What the task requires:
Render the material as a numbered list from its first line through the line that contains "(0, 31), (124, 335)", leaving out blank lines.

· · ·

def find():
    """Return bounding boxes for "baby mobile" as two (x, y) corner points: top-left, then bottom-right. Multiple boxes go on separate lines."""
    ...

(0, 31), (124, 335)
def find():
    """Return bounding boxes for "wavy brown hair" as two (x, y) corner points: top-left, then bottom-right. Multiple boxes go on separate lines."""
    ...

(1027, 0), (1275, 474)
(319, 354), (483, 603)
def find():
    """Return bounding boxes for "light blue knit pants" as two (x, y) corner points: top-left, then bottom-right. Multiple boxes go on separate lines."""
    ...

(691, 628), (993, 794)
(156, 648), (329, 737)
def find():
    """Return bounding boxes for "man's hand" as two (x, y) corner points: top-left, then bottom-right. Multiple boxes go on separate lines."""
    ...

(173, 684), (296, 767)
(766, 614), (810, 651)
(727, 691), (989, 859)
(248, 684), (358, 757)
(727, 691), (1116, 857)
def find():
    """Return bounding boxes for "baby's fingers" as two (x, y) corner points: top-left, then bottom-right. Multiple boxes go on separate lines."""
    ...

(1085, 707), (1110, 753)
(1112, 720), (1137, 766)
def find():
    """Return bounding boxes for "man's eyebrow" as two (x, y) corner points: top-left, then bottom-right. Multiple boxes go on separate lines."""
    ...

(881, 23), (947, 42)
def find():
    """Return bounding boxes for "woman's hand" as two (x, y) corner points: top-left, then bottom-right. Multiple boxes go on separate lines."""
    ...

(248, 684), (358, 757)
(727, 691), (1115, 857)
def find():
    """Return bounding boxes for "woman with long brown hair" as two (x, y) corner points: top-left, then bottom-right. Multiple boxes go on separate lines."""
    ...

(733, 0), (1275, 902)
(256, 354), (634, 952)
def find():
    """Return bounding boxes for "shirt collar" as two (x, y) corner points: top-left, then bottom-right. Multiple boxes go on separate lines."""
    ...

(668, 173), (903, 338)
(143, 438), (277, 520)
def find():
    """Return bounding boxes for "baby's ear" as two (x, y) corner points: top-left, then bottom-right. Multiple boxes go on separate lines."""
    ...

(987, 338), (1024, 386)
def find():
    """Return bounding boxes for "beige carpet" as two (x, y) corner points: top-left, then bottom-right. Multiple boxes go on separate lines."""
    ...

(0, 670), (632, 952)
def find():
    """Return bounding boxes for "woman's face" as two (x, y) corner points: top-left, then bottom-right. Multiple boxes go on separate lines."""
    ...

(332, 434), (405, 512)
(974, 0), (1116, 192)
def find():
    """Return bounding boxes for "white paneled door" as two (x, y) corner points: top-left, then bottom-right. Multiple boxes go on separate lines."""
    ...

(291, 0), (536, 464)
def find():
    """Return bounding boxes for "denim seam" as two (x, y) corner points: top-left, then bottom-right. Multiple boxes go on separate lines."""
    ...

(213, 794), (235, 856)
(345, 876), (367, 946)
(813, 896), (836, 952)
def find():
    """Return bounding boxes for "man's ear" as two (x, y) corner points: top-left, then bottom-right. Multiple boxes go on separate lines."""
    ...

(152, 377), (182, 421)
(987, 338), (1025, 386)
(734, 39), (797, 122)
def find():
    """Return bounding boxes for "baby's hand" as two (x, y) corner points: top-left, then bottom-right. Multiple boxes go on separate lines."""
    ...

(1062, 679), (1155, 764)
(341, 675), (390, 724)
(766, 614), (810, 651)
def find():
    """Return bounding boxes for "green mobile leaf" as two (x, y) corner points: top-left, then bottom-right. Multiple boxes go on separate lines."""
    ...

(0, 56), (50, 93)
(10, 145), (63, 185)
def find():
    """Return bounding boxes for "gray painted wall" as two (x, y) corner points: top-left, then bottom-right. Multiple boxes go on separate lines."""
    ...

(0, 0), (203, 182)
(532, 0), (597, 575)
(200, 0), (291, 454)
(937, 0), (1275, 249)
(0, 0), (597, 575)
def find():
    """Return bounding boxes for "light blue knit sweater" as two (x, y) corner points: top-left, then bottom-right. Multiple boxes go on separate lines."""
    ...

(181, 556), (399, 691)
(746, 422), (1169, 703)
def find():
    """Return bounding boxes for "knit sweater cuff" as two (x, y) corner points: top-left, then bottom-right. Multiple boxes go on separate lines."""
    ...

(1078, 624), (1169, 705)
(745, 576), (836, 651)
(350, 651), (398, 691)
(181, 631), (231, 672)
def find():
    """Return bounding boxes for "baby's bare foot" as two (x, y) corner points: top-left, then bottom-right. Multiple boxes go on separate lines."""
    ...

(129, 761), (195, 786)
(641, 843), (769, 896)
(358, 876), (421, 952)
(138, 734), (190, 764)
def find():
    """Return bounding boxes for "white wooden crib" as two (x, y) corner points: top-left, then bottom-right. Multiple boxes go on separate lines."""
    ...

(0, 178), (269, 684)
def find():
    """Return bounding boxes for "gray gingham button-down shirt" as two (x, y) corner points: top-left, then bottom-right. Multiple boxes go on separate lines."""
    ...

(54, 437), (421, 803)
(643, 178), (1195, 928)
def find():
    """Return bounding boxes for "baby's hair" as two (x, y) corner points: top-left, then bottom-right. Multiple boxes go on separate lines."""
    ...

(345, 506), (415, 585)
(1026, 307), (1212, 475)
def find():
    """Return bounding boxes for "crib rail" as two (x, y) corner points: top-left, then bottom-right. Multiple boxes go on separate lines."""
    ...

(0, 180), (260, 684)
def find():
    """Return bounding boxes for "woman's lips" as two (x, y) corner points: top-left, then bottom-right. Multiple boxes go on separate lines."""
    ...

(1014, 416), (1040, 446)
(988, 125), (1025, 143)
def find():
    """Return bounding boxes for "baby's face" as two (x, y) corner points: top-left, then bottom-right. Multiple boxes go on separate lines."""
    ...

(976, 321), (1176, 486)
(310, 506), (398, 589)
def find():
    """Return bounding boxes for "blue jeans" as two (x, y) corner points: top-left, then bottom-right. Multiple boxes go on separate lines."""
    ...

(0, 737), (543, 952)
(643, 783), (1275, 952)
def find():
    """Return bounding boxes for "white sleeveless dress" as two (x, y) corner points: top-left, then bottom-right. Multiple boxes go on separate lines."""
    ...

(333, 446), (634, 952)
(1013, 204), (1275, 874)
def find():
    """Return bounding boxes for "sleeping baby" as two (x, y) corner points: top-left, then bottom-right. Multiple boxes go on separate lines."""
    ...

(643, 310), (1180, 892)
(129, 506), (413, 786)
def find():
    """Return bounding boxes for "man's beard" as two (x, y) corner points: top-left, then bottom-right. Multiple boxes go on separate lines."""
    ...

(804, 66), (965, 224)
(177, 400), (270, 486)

· · ·

Task output:
1. def find():
2.     """Return bounding boxes for "baby mobile" as two (x, y) corner points: top-left, then bottom-right. Multiple boxes go on separate lines."""
3.     ...
4. (0, 31), (124, 335)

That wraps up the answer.